Schafhausen in der Böblinger Oberamtsbeschreibung von 1850
„…schon den Kindern wird das Verlangen Etwas zu verdienen eingepflanzt“
Autor: Karl Eduard Paulus
Schaffhausen mit der Ölmühle, Pfarrdorf mit 734 Einwohnern, worunter 1 Katholik.
Der nicht besonders große, meist aus wohl ansehnlichen Bauernwohnungen bestehende Ort liegt drei Stunden nordwestlich von Böblingen im Würmthale und zwar mit Ausnahme der Ziegelhütte und ein paar Häusern, ganz auf der rechten Seite des Flusses, theils in der Thalebene, theils an dem ziemlich steil gegen Westen geneigten Thalabhange. Beinahe von der höchsten Stelle des Orts schaut die schöne, massiv erbaute Zehentscheune wie ein Schlößchen in das Thal hinab. Die nicht sehr geräumige, etwas düstere Pfarrkirche liegt beinahe mitten im Ort und ragt, da sie auffallend nieder ist, nicht über die nächststehenden Gebäude hervor. Sie wurde 1585 vergrößert und erhielt bei einer durchgreifenden Renovation 1780 ihr gegenwärtiges, nichtssagendes Aussehen. …
Der Begräbnißplatz wurde 1780 an das nördliche Ende des Orts verlegt. Zunächst der Kirche an der Straße von Stuttgart nach Calw liegt gesund und angenehm das zwar alte, aber gut erhaltene Pfarrhaus, dessen Unterhaltung dem Staat zusteht. Der Pfarrwohnung gegenüber steht das alte Rathhaus, welches zugleich Schule und Wohnung des Lehrers enthält. An der Schule unterrichten 1 Lehrer und 1 Lehrgehilfe. Eine Industrieschule mit 2 Lehrerinnen besteht.

Einträge –
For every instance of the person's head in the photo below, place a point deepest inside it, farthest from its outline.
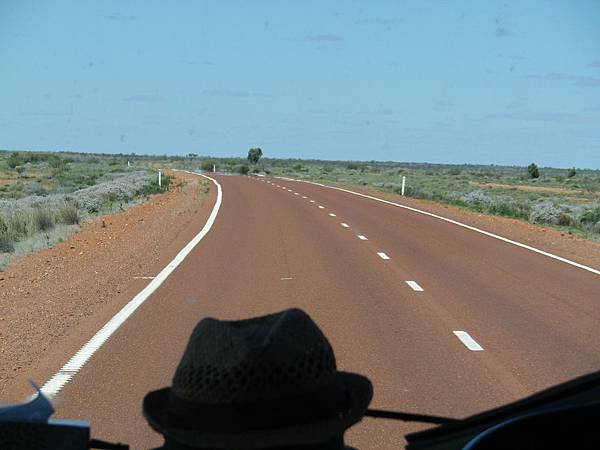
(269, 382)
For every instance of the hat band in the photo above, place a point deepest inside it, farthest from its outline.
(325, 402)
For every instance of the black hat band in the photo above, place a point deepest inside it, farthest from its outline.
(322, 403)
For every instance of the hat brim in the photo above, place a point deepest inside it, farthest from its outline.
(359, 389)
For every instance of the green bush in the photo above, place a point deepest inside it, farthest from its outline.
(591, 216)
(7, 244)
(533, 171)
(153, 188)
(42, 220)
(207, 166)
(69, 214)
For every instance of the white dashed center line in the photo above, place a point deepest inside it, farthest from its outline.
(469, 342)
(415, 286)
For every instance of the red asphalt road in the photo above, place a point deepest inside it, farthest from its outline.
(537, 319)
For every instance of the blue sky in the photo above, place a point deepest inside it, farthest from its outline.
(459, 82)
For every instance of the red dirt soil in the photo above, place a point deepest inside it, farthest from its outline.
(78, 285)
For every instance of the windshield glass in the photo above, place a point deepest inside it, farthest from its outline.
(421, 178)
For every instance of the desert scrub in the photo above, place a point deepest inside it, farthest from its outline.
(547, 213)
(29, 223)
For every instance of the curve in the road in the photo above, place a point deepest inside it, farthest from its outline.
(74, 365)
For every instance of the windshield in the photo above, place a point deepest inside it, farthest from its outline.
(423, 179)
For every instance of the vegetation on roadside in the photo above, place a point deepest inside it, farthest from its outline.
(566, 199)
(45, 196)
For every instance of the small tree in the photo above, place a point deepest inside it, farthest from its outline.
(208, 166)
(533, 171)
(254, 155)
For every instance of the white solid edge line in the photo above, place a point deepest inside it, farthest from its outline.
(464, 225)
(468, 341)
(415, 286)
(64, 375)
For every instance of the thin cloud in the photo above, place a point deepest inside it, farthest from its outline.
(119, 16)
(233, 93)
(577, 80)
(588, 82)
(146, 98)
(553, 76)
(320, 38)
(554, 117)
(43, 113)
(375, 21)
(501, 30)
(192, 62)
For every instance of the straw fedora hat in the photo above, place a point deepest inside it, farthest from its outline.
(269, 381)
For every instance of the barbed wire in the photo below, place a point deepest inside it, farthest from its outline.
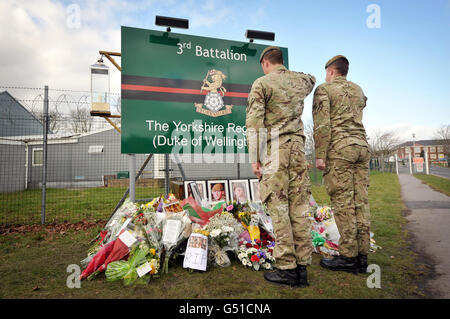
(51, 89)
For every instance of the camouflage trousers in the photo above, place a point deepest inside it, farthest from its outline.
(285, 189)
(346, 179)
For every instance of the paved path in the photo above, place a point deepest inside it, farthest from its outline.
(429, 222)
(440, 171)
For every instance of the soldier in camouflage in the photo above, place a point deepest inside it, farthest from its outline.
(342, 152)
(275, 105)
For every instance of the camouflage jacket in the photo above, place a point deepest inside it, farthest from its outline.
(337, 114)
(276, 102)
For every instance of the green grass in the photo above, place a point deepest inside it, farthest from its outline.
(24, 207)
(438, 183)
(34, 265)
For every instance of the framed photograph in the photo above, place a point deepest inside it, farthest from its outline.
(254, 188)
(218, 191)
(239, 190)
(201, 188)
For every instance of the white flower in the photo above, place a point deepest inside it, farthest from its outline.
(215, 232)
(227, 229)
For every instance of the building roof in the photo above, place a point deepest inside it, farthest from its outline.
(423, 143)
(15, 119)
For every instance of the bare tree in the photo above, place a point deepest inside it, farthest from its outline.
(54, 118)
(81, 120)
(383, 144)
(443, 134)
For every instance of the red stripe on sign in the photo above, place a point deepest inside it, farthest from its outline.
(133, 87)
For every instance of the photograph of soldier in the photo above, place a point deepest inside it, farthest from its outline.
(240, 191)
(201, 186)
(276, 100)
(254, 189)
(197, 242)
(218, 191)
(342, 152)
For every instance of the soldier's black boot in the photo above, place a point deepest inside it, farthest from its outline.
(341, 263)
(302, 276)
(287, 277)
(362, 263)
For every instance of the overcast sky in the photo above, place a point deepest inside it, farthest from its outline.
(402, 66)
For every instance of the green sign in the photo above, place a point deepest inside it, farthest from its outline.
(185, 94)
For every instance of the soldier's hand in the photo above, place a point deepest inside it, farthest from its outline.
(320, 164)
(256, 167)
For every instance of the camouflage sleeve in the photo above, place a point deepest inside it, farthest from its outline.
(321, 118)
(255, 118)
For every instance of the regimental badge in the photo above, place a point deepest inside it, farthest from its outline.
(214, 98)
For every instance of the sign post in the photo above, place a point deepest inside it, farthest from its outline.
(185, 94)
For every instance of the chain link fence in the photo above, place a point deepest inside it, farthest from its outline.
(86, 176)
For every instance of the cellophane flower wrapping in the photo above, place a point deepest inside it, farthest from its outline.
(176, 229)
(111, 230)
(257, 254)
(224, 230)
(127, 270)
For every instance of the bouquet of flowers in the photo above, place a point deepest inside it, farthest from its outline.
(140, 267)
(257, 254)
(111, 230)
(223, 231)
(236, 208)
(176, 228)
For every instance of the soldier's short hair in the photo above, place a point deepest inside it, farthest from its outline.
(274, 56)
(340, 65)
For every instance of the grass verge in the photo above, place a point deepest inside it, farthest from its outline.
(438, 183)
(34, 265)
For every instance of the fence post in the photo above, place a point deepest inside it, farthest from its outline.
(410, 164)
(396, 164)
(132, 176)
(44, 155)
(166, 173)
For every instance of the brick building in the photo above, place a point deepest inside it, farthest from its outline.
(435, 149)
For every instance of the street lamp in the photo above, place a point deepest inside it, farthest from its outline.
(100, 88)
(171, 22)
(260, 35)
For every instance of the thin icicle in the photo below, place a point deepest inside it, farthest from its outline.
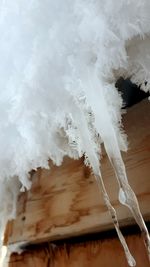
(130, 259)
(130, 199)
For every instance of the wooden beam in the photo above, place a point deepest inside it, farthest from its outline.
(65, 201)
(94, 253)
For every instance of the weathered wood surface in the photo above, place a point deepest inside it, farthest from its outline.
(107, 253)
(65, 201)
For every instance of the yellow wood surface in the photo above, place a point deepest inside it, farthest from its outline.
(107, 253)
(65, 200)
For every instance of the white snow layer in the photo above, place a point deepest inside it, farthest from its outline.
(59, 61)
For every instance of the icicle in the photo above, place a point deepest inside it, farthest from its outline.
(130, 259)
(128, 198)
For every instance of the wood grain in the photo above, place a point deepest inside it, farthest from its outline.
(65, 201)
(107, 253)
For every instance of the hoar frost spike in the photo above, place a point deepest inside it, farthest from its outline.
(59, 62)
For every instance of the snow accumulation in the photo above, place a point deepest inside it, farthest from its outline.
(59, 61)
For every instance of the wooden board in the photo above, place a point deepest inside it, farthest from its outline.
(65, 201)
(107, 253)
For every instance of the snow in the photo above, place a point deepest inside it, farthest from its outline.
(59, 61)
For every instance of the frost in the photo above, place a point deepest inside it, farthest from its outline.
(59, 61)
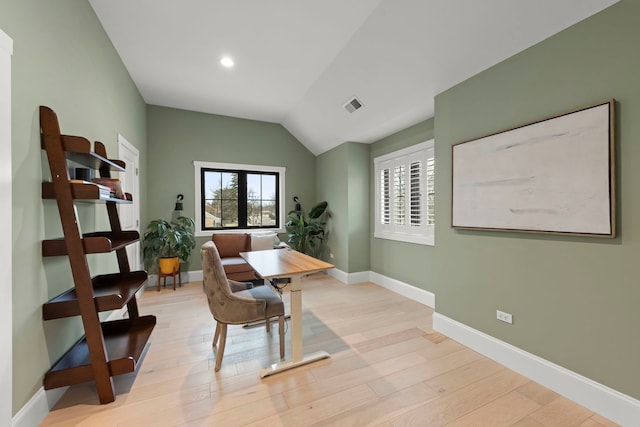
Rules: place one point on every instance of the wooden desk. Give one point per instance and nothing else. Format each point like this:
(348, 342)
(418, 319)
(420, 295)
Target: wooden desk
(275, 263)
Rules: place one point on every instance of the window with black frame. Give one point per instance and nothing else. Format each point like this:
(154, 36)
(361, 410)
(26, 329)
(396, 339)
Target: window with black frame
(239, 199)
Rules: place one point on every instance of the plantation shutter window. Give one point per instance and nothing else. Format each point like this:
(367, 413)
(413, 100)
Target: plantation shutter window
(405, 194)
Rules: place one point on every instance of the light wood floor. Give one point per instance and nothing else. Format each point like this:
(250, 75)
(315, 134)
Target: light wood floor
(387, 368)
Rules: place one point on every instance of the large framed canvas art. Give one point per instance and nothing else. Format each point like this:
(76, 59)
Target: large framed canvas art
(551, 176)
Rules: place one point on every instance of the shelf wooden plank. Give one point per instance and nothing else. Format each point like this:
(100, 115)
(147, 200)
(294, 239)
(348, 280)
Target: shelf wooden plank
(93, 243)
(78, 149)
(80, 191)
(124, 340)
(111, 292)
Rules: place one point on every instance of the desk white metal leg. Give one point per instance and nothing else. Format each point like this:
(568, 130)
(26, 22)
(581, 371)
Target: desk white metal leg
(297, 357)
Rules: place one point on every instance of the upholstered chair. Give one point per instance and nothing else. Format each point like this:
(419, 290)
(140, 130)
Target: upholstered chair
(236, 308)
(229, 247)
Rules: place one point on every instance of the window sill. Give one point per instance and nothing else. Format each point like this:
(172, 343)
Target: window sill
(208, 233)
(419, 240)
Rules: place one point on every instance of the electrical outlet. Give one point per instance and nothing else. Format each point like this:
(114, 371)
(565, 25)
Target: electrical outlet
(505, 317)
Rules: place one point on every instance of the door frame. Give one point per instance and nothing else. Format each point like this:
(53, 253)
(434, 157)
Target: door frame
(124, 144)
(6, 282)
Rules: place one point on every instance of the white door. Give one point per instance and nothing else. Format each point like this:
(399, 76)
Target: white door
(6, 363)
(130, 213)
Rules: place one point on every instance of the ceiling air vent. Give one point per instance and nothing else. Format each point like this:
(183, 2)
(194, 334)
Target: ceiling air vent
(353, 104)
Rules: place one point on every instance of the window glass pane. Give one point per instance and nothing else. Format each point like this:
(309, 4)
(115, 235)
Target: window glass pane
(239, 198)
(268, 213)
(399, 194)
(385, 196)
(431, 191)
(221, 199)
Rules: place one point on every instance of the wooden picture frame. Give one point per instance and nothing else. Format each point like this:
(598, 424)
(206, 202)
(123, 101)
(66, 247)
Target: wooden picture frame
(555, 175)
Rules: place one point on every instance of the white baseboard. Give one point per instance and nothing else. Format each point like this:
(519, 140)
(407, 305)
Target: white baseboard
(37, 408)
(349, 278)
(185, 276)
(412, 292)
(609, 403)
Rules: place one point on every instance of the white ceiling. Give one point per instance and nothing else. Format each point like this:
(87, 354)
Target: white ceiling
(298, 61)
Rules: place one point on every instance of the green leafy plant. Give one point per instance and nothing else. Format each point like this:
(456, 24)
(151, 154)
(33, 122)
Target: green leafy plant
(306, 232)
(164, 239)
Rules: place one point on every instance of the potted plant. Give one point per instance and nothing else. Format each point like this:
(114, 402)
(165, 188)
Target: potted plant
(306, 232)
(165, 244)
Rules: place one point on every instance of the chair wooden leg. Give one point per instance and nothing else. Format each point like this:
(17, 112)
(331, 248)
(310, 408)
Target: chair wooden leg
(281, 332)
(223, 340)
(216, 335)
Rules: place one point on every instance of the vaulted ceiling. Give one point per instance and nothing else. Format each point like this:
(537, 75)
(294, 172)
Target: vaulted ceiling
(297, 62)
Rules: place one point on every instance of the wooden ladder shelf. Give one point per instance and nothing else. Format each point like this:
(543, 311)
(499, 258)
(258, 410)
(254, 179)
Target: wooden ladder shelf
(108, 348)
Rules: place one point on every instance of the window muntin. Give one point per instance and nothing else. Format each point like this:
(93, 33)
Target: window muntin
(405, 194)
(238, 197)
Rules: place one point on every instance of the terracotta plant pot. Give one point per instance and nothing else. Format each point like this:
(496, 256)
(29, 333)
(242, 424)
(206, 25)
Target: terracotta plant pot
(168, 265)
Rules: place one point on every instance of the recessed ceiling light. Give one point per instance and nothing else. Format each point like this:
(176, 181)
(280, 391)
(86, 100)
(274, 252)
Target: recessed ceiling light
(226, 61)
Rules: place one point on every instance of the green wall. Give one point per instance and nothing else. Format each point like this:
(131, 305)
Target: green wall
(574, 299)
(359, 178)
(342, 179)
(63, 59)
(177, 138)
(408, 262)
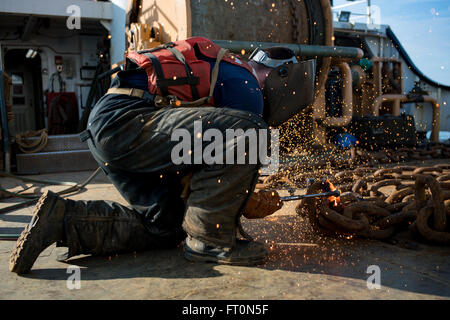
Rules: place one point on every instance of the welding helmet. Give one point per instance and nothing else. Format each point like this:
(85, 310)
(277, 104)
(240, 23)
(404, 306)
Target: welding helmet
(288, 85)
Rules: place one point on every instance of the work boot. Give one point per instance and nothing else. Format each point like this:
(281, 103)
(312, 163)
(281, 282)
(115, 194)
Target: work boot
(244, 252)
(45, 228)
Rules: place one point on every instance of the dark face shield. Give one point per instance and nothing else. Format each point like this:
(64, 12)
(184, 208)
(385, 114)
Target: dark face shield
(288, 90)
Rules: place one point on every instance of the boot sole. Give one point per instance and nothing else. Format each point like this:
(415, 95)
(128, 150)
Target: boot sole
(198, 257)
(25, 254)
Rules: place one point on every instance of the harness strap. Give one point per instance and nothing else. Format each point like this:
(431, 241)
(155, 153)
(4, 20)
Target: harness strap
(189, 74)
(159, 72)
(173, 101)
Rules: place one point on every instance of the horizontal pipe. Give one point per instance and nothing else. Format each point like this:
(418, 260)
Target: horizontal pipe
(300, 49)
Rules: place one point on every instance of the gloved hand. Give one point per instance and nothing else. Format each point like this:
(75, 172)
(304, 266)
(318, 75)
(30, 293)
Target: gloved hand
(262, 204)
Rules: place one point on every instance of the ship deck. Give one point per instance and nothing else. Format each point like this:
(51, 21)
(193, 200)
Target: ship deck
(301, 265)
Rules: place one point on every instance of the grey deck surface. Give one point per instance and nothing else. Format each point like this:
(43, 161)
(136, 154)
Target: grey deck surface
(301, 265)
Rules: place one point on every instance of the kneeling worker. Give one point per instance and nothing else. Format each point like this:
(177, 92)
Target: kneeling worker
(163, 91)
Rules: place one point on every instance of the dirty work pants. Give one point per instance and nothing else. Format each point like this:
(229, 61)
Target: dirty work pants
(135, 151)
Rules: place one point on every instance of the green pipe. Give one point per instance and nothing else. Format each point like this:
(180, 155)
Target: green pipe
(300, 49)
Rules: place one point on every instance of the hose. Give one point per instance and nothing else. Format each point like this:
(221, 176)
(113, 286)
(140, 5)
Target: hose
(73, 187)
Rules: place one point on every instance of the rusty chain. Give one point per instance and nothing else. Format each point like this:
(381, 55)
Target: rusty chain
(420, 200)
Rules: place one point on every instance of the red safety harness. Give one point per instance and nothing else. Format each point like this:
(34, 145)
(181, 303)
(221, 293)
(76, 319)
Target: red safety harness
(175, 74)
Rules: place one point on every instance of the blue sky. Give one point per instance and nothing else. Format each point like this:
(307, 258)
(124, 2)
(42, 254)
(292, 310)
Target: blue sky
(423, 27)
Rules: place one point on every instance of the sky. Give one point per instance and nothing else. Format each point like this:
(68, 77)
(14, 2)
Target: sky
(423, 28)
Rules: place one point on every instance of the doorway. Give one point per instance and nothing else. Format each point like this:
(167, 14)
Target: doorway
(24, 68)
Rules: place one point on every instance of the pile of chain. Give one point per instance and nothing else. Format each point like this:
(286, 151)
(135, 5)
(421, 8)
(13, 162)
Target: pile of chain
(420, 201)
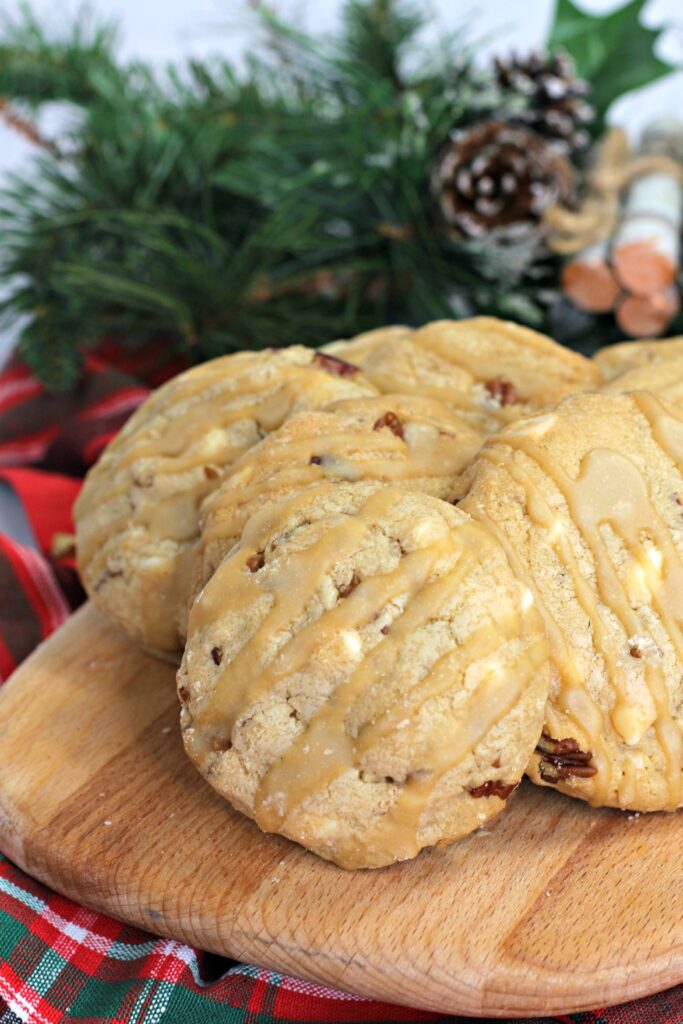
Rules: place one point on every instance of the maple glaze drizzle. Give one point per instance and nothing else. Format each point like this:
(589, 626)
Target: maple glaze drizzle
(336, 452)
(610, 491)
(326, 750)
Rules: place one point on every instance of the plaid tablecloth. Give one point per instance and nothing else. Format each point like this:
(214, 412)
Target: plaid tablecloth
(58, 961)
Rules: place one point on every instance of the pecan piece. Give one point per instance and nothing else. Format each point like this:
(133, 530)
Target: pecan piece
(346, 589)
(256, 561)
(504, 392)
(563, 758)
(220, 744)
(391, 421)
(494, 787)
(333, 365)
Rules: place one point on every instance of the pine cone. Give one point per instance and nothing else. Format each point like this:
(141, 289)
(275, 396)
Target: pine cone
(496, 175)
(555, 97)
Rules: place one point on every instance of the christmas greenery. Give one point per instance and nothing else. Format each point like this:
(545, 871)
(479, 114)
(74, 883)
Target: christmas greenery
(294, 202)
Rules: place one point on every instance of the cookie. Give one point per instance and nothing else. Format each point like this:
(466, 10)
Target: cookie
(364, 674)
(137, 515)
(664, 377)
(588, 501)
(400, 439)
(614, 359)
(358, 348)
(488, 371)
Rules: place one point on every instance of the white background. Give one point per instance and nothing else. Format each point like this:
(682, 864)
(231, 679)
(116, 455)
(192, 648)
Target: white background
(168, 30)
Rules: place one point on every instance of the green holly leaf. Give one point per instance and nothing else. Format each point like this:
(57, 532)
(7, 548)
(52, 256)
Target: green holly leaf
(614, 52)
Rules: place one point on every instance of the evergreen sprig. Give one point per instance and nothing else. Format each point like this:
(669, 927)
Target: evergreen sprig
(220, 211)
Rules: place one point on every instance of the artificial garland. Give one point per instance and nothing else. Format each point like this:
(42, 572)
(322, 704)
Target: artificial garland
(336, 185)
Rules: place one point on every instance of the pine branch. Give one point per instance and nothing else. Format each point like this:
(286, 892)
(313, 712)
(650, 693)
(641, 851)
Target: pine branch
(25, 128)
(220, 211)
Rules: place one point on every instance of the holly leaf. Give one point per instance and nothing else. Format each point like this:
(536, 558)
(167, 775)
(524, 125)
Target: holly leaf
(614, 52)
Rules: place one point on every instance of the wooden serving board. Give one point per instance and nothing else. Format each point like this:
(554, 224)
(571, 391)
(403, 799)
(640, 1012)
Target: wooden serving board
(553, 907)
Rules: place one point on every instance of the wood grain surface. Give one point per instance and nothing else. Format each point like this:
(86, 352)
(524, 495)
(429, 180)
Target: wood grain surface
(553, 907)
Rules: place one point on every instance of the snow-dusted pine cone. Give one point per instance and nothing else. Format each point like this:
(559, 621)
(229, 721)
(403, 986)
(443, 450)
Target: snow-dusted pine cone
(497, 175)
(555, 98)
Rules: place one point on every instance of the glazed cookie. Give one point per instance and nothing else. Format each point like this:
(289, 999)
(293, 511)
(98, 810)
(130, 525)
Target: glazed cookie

Arbeitsaufträge –
**1.** Entscheiden Sie für jede Aussage, ob sie mit dem Textauszug über Schafhausen übereinstimmt: (a) Die Pfarrkirche wurde 1585 vergrößert. (b) Der Ort liegt südöstlich von Böblingen. (c) Im alten Rathaus befindet sich auch die Schule. Antworten Sie jeweils mit Ja oder Nein und belegen Sie Ihre Antwort mit einem wörtlichen Zitat.
**2.** Wohin wurde der Begräbnisplatz laut dem Textauszug im Jahr 1780 verlegt?

Lösungen –
**1.**
(a) Ja: „Sie wurde 1585 vergrößert“
(b) Nein: „drei Stunden nordwestlich von Böblingen im Würmthale“
(c) Ja: „welches zugleich Schule und Wohnung des Lehrers enthält“

**2.** An das nördliche Ende des Orts.